→ **To do**
The answer must consist of every line in the data that contains "teeth".

-------- Information given

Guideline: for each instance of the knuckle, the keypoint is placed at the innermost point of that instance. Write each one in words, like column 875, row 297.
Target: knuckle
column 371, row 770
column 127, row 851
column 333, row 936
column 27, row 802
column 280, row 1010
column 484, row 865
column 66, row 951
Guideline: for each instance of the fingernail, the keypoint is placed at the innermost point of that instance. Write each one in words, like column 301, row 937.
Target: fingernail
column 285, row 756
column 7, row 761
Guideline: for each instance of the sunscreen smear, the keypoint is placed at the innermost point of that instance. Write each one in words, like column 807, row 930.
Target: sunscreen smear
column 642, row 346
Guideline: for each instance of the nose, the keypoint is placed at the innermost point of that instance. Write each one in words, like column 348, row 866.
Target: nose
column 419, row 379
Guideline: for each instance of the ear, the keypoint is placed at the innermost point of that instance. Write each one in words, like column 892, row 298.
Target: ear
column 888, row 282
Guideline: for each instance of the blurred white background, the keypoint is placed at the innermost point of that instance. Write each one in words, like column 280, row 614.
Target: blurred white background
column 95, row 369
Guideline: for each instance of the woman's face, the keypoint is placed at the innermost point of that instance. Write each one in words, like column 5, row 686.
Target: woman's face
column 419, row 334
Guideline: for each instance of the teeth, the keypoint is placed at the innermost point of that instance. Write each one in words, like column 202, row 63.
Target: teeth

----------------

→ **Result of this task**
Guideline: for each instance of the teeth, the keypoint is placed at the innermost point of that instance. Write each one in words, like column 202, row 63.
Target: teeth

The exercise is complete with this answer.